**Exercise directions:**
Pull out every line in the items below that contains the string "query", and copy each one in the order it appears.

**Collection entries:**
▼
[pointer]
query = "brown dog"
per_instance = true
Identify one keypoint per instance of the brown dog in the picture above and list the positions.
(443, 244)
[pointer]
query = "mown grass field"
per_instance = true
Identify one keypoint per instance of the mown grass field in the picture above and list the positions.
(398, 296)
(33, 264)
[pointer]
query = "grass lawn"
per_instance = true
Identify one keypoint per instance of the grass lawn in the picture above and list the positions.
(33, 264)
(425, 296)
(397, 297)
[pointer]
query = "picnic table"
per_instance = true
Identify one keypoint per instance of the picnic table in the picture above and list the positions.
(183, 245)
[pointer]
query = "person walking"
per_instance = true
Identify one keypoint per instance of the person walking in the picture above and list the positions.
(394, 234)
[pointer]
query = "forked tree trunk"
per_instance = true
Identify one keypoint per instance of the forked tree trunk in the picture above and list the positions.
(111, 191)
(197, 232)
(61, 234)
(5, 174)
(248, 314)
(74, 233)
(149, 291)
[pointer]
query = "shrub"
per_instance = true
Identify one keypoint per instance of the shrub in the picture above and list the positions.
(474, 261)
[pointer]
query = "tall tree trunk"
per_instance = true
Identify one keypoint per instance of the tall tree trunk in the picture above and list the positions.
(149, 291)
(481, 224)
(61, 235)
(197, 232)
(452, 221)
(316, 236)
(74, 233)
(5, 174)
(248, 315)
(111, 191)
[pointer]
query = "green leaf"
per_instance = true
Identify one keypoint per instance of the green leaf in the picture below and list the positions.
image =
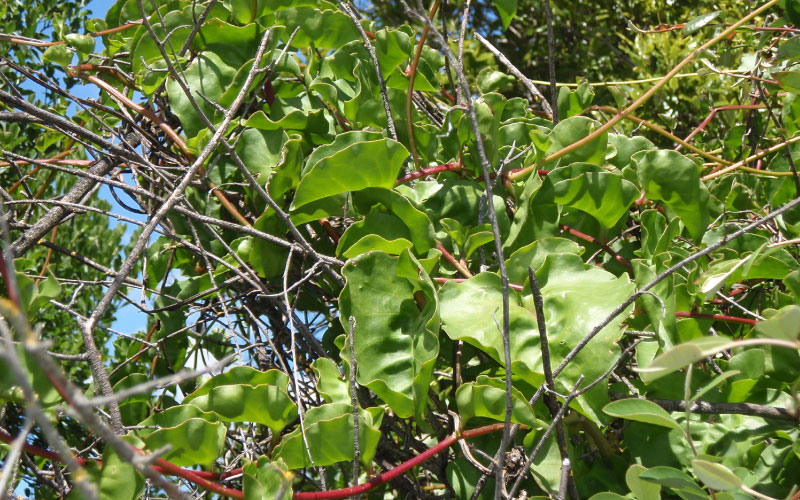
▲
**Correct result:**
query = "brown dog"
query = "mown grass field"
query = "grass lawn"
query = "picnic table"
query = "person walking"
query = "forked tree trunk"
query = "shrub"
query = "tall tree trunk"
query = "green leaf"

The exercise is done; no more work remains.